Вопросы и задания:
1) Выпишите из отрывка воспоминаний дословно фрагмент, начиная со слов «Мне следовало бы, возможно, на» и заканчивая словами «не хватало порций.» включительно.
2) Определите, соответствуют ли отрывку воспоминаний следующие утверждения, и для каждого ответьте «да» или «нет», точно процитировав решающие слова текста: (a) еду в камеру приносили два раза в день; (b) камера была настолько просторной, что в ней можно было свободно развести руки; (c) на прогулку в тюремный двор выводили каждый день.
3) Укажите по отрывку воспоминаний номер камеры, в которую ввели автора.

Фрагмент страницы:
•••
Мы тоже верили в право, – мы еще не знали, что в Ялте понятие права было попрано.
Вечером того же дня Вейхса и меня посадили на грузовик и повезли в неизвестном направлении. Вейхс был совсем больной и еле шел. Нас высадили во дворе какого-то барачного лагеря.
Когда нас вели по длинному коридору, Вейхс шел согнувшись и с большим трудом. В последний раз я видел Вейхса в тот момент, когда солдат пинком ноги втолкнул его в камеру. Старик рухнул на пол.
Меня ввели в камеру № 97. Дверь за мной захлопнулась.
Камера – зарешеченная дыра с двухэтажными деревянными нарами. На нарах – мешки с соломой. Камера была так узка, что вытянуть руки в стороны я не мог.
Мне следовало бы, возможно, на этом кончить свои записки. Личные переживания, обычно, интересны лишь близким. Но, описав мои личные переживания на фоне больших событий, может быть, я всё же могу коротко оглянуться на мое одиночество в тюрьме.
Два раза в день – в 8 и в 16 часов – в камеру приносили еду: гороховый суп и сардинку или кусок шоколада. Еды было немного, но качество ее было хорошим. Иногда ничего не давали, но, видимо, без умысла, а просто потому, вероятно, что моя камера была последней. И вот, иногда не хватало порций.
Дважды в неделю меня выводили на несколько минут в тюремный двор, всегда в сопровождении конвоира. Однажды, когда я делал по двору свои два круга, конвойный беспрерывно направлял на меня свой автомат. Он был нетрезв.
Если пленному нужно было в уборную, он должен был дать нечто вроде железнодорожного сигнала. Но бывало, что дежурный, судя по настроению, лаконично извещал: «No – на сегодня довольно!»
•••
Извлечённые данные:
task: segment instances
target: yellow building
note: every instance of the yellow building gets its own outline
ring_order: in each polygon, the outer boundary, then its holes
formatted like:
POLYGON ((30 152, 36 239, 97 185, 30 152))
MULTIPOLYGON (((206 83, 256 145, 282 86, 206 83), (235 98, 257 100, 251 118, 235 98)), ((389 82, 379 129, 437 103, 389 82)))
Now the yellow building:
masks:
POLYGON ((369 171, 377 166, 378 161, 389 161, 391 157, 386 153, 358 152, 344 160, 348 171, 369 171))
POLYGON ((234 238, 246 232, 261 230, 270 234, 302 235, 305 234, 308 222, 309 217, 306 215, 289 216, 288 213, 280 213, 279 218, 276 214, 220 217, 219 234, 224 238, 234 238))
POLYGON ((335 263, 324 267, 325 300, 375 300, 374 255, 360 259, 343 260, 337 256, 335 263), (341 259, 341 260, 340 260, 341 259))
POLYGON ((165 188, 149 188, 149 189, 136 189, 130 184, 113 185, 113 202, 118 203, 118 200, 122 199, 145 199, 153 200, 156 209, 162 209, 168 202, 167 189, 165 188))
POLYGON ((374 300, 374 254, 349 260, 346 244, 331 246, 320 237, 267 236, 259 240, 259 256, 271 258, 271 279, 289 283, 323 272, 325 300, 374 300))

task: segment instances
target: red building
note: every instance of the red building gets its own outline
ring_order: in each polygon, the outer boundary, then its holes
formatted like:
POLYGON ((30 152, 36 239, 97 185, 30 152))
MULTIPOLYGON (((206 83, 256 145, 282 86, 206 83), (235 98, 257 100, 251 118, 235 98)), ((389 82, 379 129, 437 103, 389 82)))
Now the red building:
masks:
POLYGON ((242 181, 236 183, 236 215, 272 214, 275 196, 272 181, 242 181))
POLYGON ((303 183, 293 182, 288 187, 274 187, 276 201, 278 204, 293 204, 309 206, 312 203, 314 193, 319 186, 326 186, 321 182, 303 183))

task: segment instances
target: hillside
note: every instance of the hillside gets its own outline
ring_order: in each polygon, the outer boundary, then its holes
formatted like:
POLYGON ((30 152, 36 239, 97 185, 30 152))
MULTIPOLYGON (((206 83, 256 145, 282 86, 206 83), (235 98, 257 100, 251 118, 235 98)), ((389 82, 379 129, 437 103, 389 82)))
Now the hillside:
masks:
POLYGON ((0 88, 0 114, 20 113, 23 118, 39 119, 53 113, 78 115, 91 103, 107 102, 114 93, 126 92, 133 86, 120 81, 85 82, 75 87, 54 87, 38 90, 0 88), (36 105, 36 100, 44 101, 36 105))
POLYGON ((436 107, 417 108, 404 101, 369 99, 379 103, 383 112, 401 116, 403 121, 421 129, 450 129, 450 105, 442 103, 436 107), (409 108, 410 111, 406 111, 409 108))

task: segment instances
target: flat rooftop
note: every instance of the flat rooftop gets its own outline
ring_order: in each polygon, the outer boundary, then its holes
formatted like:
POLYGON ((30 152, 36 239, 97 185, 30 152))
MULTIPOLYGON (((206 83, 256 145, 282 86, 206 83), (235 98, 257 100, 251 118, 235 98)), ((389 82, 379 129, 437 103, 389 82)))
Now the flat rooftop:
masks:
•••
Ответы к заданиям:
1)
Мне следовало бы, возможно, на этом кончить свои записки. Личные переживания, обычно, интересны лишь близким. Но, описав мои личные переживания на фоне больших событий, может быть, я всё же могу коротко оглянуться на мое одиночество в тюрьме.
Два раза в день – в 8 и в 16 часов – в камеру приносили еду: гороховый суп и сардинку или кусок шоколада. Еды было немного, но качество ее было хорошим. Иногда ничего не давали, но, видимо, без умысла, а просто потому, вероятно, что моя камера была последней. И вот, иногда не хватало порций.

2)
(a) Да: «Два раза в день – в 8 и в 16 часов – в камеру приносили еду».
(b) Нет: «Камера была так узка, что вытянуть руки в стороны я не мог».
(c) Нет: «Дважды в неделю меня выводили на несколько минут в тюремный двор».

3) Камера № 97.